* _Extract_
··········

FAMILY-package: A Convex Formulation for Modeling Interactions with Strong Heredity.

Description

Fits linear and logistic regression models with pairwise interactions for two sets of covariates. The models fitted by this package obey strong heredity which implies that interaction of two covariates is only included if both main effects are included in the model. In the case of high dimensional data we may not wish to model all possible covariates and their interactions but a small subset of them, thus we utilize the penalized regression methods of Haris, Witten and Simon (2014).

Arguments

Details

Package:

FAMILY

Type:

Package

Version:

0.1.19

Date:

2015-06-20

License:

GPL-2

The package includes the following functions:

FAMILY:

Fit a penalized regression model for a grid of $alpha$ and $lambda$ values

predict.FAMILY:

Predict yhat or phat for a for a given data set from the fitted model

coef.FAMILY:

Extract the set of estimated non-zero coefficients

References

Haris, Witten and Simon (2014). Convex Modeling of Interactions with Strong Heredity. Available on ArXiv at http://arxiv.org/abs/1410.3517

Examples

Run this code

library(FAMILY)
library(pROC)
library(pheatmap)

··········

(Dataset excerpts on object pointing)
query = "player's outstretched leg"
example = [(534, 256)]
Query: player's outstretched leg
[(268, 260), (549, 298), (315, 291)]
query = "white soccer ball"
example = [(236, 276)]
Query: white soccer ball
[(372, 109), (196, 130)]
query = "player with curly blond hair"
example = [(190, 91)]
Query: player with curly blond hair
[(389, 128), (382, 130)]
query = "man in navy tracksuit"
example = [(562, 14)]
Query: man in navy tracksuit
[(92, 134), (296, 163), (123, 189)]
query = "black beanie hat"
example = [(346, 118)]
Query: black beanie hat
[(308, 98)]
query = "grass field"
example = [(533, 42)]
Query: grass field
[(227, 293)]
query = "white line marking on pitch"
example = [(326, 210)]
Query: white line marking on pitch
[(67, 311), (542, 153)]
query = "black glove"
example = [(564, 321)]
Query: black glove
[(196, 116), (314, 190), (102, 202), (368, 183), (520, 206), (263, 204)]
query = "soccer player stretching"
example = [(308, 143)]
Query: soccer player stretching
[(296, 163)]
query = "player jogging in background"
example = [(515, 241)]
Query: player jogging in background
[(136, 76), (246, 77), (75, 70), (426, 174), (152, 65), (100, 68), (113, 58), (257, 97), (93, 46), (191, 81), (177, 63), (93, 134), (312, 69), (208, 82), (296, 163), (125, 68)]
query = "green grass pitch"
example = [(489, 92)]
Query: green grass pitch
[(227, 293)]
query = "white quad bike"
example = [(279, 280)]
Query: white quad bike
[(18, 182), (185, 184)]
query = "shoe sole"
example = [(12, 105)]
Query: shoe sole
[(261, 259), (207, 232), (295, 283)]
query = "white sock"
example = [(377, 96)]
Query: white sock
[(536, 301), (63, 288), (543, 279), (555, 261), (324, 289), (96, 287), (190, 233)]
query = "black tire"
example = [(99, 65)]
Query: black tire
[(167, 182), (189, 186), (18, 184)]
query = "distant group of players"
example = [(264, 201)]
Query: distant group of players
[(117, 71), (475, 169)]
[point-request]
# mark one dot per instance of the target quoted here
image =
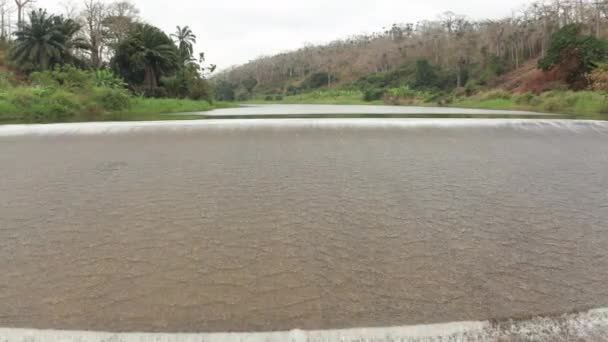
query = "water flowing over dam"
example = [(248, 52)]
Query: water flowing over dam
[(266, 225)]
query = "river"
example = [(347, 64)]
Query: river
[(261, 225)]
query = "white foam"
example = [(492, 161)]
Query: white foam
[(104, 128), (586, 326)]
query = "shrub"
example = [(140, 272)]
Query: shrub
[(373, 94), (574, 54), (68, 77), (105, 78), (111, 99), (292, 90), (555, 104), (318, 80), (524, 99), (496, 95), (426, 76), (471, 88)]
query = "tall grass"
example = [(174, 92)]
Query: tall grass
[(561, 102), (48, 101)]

··········

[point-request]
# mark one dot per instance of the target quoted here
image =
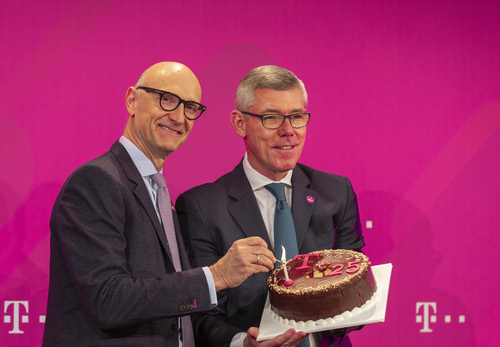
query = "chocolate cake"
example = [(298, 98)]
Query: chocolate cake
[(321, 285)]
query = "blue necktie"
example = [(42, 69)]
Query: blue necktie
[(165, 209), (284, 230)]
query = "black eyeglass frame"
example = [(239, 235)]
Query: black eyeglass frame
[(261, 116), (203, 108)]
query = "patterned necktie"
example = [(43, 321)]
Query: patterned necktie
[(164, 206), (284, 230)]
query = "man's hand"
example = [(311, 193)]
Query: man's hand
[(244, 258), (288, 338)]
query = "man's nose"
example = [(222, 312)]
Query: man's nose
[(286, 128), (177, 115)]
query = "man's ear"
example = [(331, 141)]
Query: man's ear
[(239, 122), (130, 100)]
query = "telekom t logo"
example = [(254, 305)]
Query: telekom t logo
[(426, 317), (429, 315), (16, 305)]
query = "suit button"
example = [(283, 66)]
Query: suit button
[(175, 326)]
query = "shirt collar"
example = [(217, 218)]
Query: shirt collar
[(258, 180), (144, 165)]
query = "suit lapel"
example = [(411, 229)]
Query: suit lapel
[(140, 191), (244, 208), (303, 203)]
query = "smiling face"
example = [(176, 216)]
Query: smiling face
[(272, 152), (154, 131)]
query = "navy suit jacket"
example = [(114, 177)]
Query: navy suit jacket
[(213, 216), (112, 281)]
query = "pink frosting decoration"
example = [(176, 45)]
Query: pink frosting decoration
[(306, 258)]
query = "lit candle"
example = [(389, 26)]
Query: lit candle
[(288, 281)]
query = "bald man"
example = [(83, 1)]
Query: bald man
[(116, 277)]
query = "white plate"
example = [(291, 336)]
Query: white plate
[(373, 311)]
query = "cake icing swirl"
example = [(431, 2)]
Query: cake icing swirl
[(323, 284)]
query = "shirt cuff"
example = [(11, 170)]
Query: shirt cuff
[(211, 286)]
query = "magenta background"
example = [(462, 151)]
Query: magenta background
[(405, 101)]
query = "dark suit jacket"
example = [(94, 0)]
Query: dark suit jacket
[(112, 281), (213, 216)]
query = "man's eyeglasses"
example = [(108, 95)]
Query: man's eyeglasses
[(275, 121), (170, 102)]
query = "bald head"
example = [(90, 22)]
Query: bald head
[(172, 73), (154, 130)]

··········

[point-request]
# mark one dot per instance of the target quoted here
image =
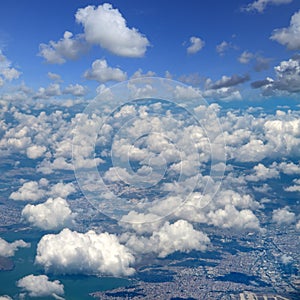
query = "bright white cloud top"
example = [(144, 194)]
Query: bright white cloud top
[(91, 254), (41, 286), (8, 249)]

··········

* _What you need to do_
1) Decide whether each statement agrees with the FAMILY package page, answering yes or no and quoting the words of the page that decide it: (a) the package fits only linear regression models; (b) an interaction of two covariates enters the model only when both main effects are included; (c) the package is licensed under GPL-3.
2) Write what comes next in the FAMILY package page, picking up after its last line.
The listing is material separate from the FAMILY package page.

* _Answers to the problems_
1)
(a) No: "Fits linear and logistic regression models with pairwise interactions for two sets of covariates."
(b) Yes: "interaction of two covariates is only included if both main effects are included in the model"
(c) No: "GPL-2"

2)
#####################################################################################
#####################################################################################
############################# EXAMPLE - CONTINUOUS RESPONSE #########################
#####################################################################################
#####################################################################################

############################## GENERATE DATA ########################################

#Generate training set of covariates X and Z
set.seed(1)
X.tr<- matrix(rnorm(10*100),ncol = 10, nrow = 100)
Z.tr<- matrix(rnorm(15*100),ncol = 15, nrow = 100)


#Generate test set of covariates X and Z
X.te<- matrix(rnorm(10*100),ncol = 10, nrow = 100)
Z.te<- matrix(rnorm(15*100),ncol = 15, nrow = 100)

#Scale appropiately
meanX<- apply(X.tr,2,mean)
meanY<- apply(Z.tr,2,mean)

X.tr<- scale(X.tr, scale = FALSE)
Z.tr<- scale(Z.tr, scale = FALSE)
X.te<- scale(X.te,center = meanX,scale = FALSE)
Z.te<- scale(Z.te,center = meanY,scale = FALSE)

#Generate full matrix of Covariates
w.tr<- c()
w.te<- c()
X1<- cbind(1,X.tr)
Z1<- cbind(1,Z.tr)
X2<- cbind(1,X.te)
Z2<- cbind(1,Z.te)

for(i in 1:16){
  for(j in 1:11){
    w.tr<- cbind(w.tr,X1[,j]*Z1[,i])
    w.te<- cbind(w.te, X2[,j]*Z2[,i])
  }
}

#Generate response variables with signal from 
#First 5 X features and 5 Z features.

#We construct the coefficient matrix B.
#B[1,1] contains the intercept
#B[-1,1] contains the main effects for X.
# For instance, B[2,1] is the main effect for the first feature in X.
#B[1,-1] contains the main effects for Z.
# For instance, B[1,10] is the coefficient for the 10th feature in Z.
#B[i+1,j+1] is the coefficient of X_i Z_j
B<- matrix(0,ncol = 16,nrow = 11)
rownames(B)<- c("inter" , paste("X",1:(nrow(B)-1),sep = ""))
colnames(B)<- c("inter" , paste("Z",1:(ncol(B)-1),sep = ""))

# First, we simulate data as follows:
# The first five features in X, and the first five features in Z, are non-zero.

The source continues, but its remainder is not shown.